__Reading text__.
================
MONICA WEAVER: They were just marketing Equity, telling us how it can empower women. I got a chance to be one of the women who were empowered by the Equity Bank.

 

Monica opened her own account with Equity, and started saving for her own business. The bank charges nothing to open an account and encourages its clients to deposit as little as AU$1.

 

MONICA WEAVER:  Even to open an account with another bank other than Equity was difficult

 

REPORTER: You tried?

 

MONICA WEAVER:  I tried but it was difficult for me. Because maybe I had 2 shillings with me or 100 and to take them to that big bank, it was a shame.  But with Equity, even if I only have 50, I’m very comfortable to go and save my 50 shillings.

 

Monica had very little to use as collateral but Equity accepted her small table and television as security. James Mwangi says the bank accepts all kinds of interesting items as loan guarantees.

 

DR JAMES MWANGI:  I think that a common but strange collateral is the matrimonial bed. We see with married women just a commitment that they will sign off their matrimonial bed. If you look at the level, the volume, in terms of the size of the loans, you can’t go beyond what  they have, that is the assets that they have, and that is what they value most.

 

Till now, the majority of micro-businesses in Kenya have stayed out of the banking system, using cash instead. For years, the major banks believed that these people were not to be trusted to repay even small loans. James Mwangi has proved that the truth is exactly the opposite - the most poor are, in fact, the most reliable. The default rate on Equity's micro-loans are the lowest in the banking industry - less than 6%. David Mataen is an investment adviser and he's been following Equity Bank's micro-finance initiatives.

 

DAVID MATAEN, INVESTMENT ADVISOR: If you get to look at the books of those that have micro-lendings, their rates of delinquencies is so minimal, is so unbelievable, and that's because of the financial and fiscal responsibility of the individuals who are running these organisations. Some of them have nothing else to turn to, that is the be-all and end-all of their economic wellbeing, they depend on it. They are so emotionally invested in it that they could not let it die.

 

Lilian Macharia built this small hotel and pub with Equity money but a large part of it burned down recently. Never having been able to afford insurance, Lilian went back to the bank, and without even additional collateral, they gave her a second loan to help rebuild.

 

LILLIAN MACHARIA (Translation):  I have noticed that Equity Bank, help people who can’t help themselves. You just have to make an effort to pay them back. When you pay it back they will give you another loan…I’ve seen how Equity Bank has helped me and I thank God because, if not for them, someone like me would not be able to do anything else.

 

Mwangi says that this isn't charity, it's good business. He claims that clients like Lilian are the safest bet in banking.
================
__What this exercise asks__.
**a)** Answer these questions using the Equity Bank report:
(i) What is the smallest deposit the bank encourages its clients to make?
(ii) What is the default rate on Equity's micro-loans?
(iii) What business did Lilian Macharia build with Equity money?
**b)** From the Equity Bank report, reproduce word for word the part that opens with the words "MONICA WEAVER: They" and closes with "REPORTER: You tried?".
**c)** List every item that the Equity Bank report names as collateral or security for a loan.
The listing that follows has no connection to the Equity Bank report.
================
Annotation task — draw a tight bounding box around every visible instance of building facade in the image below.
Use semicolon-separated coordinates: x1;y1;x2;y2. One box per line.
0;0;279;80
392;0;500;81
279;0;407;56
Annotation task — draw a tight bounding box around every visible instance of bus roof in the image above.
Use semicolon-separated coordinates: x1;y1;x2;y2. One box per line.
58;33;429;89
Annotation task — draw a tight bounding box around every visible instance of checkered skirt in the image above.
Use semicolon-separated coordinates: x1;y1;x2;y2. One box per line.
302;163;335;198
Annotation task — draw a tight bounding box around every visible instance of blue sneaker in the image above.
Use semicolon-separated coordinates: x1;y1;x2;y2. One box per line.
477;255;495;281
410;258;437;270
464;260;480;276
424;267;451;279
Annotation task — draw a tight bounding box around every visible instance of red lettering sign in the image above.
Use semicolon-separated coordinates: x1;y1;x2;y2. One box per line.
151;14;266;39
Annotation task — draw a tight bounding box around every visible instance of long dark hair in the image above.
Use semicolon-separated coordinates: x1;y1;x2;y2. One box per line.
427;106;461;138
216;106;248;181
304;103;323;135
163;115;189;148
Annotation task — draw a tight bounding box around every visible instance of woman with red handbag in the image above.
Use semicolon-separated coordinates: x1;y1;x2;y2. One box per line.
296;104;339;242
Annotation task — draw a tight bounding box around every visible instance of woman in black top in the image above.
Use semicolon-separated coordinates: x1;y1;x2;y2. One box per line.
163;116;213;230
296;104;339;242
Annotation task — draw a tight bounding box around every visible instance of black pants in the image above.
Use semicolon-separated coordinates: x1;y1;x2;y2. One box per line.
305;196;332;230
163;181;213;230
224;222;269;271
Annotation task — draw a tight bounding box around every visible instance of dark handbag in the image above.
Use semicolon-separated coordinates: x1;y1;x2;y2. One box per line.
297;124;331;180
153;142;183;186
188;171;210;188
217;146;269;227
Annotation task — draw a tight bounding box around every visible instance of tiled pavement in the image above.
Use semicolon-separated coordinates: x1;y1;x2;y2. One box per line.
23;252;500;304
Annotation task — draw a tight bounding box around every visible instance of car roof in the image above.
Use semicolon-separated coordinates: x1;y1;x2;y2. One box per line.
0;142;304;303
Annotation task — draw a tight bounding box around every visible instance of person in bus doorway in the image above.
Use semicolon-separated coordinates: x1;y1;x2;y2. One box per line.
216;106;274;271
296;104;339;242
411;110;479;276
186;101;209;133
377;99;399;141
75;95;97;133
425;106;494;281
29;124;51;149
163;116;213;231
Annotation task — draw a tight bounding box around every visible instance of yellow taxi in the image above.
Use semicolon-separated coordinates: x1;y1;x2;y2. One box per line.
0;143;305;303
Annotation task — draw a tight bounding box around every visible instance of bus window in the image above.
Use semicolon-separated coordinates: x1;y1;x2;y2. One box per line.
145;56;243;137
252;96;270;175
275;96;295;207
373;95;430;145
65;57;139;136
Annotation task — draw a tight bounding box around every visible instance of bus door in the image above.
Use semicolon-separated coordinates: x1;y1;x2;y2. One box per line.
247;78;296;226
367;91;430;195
================
__Exercise responses__.
**a)**
(i) AU$1
(ii) Less than 6%
(iii) A small hotel and pub

**b)**
MONICA WEAVER: They were just marketing Equity, telling us how it can empower women. I got a chance to be one of the women who were empowered by the Equity Bank.

 

Monica opened her own account with Equity, and started saving for her own business. The bank charges nothing to open an account and encourages its clients to deposit as little as AU$1.

 

MONICA WEAVER:  Even to open an account with another bank other than Equity was difficult

 

REPORTER: You tried?

**c)**
- Small table
- Television
- Matrimonial bed